Document section START
A TRIO of county cyclists will be hoping to turn on the style with medal-winning rides after being picked for the Wales Commonwealth Games team to race at the Chris Hoy Velodrome in Scotland next month.

Teen sprint sensation Ioan Hepburn will be making his debut CG appearance, while Old Monmothian Lewis Oliva from Devauden will be looking to medal again after his last appearance at the Gold Coast Games in 2018, when he landed keirin silver.

And Lowri Thomas from Abergavenny teams up again with Emma Finucane and Rhian Edmunds in the women's sprint team that won bronze in Birmingham in 2022.

Cross Ash’s Ioan, 18, has already won 2025 Junior World and Junior European Team Sprint titles, alongside the British Junior Sprint title, having been spotted on a Talent ID watt bike session at Usk Show as a youngster and then making it through to international honours within three years.

The Monmouth Comprehensive School student – who previously attended Raglan Primary, and remembers his first cycling memory as flying down the cattle field behind his first home in Gwehelog near Usk – has firmly established himself as one of Wales’ leading young sprint talents after coming through the Beicio Cymru pathway.

And he says: “As a proud Welshman, I’m honoured to be able to represent my country, and hopefully one day be able to sing the national anthem on the podium!”

Meanwhile, it will be a family affair for 33-year-old sprint and keirin cyclist Lewis, who is returning to international action alongside GB Olympian and CG medallist wife Ciara after having three children together.

It will be a fourth Games for the A&E doctor, having represented Wales at Delhi 2010, Glasgow 2014 and then in Australia four years later.

Alongside his Commonwealth Games success, Lewis also won European Championship bronze in the Men’s Team Sprint in 2012, multiple World Cup medals and British national titles, including back-to-back keirin titles in 2017 and 2018.
Document section END
Information shown START
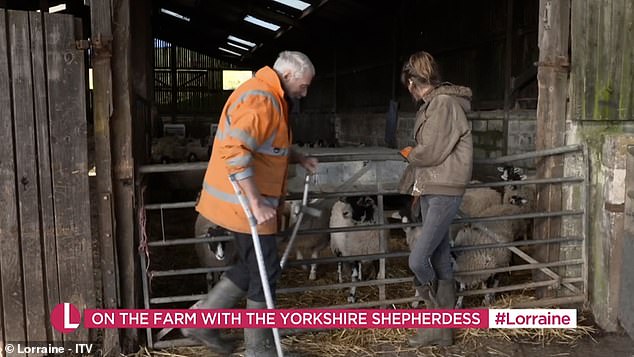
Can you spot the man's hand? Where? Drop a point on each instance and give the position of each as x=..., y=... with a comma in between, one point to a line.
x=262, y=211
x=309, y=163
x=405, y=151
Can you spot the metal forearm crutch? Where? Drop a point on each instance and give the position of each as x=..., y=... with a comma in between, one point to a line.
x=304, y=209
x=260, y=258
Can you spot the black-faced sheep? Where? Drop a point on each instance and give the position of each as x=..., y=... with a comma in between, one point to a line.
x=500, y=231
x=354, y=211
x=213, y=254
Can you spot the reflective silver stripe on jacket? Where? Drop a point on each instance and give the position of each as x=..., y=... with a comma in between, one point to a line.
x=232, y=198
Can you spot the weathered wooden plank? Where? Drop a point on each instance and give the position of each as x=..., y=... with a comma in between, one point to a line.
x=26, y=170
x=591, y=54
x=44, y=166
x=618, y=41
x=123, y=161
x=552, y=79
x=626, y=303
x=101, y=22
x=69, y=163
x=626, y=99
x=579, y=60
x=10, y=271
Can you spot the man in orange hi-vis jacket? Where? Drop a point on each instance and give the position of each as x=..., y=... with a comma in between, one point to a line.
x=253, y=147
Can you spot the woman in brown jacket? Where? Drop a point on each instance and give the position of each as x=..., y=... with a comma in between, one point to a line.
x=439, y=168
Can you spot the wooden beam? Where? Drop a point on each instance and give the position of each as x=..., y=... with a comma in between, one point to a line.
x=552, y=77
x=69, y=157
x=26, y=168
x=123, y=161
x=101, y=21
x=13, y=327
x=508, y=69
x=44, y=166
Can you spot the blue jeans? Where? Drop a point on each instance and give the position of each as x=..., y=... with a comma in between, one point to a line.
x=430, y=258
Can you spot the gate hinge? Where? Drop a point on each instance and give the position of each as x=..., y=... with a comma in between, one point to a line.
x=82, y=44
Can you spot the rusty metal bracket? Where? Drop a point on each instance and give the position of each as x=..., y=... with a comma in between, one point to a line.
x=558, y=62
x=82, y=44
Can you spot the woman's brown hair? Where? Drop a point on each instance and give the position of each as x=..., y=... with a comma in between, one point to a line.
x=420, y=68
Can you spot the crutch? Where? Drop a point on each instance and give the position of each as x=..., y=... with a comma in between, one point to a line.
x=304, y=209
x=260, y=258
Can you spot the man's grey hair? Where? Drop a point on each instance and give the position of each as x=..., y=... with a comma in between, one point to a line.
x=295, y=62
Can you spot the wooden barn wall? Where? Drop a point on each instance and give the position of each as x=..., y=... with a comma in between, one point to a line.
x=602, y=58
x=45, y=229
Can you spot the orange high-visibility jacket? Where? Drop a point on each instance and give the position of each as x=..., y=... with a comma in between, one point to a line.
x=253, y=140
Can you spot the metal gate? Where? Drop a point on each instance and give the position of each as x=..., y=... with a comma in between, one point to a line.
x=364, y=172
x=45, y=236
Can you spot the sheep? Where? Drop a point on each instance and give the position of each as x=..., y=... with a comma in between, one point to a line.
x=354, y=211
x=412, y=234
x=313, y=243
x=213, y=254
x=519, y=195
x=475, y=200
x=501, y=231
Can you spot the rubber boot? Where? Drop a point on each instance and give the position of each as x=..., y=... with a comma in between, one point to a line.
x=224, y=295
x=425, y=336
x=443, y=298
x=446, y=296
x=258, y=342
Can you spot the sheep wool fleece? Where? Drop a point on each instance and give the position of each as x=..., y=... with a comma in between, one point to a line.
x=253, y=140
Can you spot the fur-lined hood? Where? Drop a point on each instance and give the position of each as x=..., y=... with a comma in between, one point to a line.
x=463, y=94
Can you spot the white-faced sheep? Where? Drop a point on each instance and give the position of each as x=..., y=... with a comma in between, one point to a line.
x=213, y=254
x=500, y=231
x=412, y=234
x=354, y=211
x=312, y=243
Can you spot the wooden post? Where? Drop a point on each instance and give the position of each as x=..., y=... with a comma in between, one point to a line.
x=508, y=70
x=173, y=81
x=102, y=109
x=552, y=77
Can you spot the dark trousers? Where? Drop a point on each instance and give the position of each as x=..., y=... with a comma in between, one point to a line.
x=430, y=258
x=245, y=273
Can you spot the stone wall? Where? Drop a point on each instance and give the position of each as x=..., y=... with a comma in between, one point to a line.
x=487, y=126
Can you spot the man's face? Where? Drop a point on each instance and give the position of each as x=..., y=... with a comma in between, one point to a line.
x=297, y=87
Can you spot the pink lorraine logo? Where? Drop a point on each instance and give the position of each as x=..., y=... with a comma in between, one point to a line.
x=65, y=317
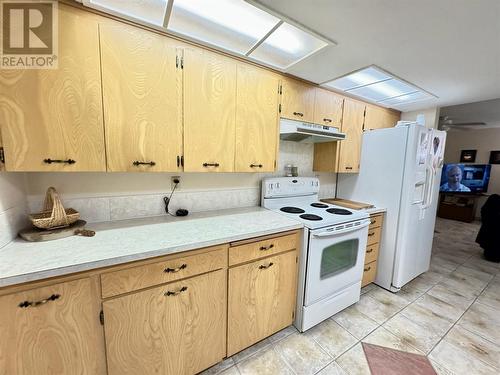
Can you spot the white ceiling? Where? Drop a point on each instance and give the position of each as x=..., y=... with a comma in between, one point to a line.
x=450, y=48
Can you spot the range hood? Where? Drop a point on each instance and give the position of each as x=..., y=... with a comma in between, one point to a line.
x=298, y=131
Information shown END
__Action item A__
According to the cycling article, at which event was Ioan Hepburn spotted as a youngster?
__Action item B__
Print the part of the cycling article that opens with the words containing "The Monmouth Comprehensive" and closes with "four years later.".
__Action item C__
Carry the cycling article on past its final sentence.

__Task output A__
He was spotted on a Talent ID watt bike session at Usk Show.

__Task output B__
The Monmouth Comprehensive School student – who previously attended Raglan Primary, and remembers his first cycling memory as flying down the cattle field behind his first home in Gwehelog near Usk – has firmly established himself as one of Wales’ leading young sprint talents after coming through the Beicio Cymru pathway.

And he says: “As a proud Welshman, I’m honoured to be able to represent my country, and hopefully one day be able to sing the national anthem on the podium!”

Meanwhile, it will be a family affair for 33-year-old sprint and keirin cyclist Lewis, who is returning to international action alongside GB Olympian and CG medallist wife Ciara after having three children together.

It will be a fourth Games for the A&E doctor, having represented Wales at Delhi 2010, Glasgow 2014 and then in Australia four years later.

__Task output C__
The Gold Coast Games came while Lewis was balancing elite cycling with studying medicine at Cardiff University.

And now the father-of-three young children, who also works as the team doctor for Bristol Bears RFC, returns to the CG velodrome saying: "It’s the highest honour as a proud Welshman to compete in the coveted red jersey. I’m so excited to be racing at the Commonwealth Games.”

Abergavenny Road Club's Lowri, who was the GB gold medal sprint team's travelling reserve in Paris 2024, won sprint team silver earlier this year at the European Championships in Turkey.

Cycling runs in the sport and exercise science student's family, with her granddad, dad and brother also riders, and her first cycling memory being of her dad chasing her around Abergavenny cyclo-cross, keeping her going on her first red bike when she was five.

And she says of the chance to race for her home nation again: “Getting to represent Wales at the international level is incredibly important to me, because we don’t often get a chance to in our sport.

"It makes it all the more meaningful and full of pride each time I get to be in the Welsh jersey.”

Wales is one of only six countries to have competed at every Commonwealth Games since 1930.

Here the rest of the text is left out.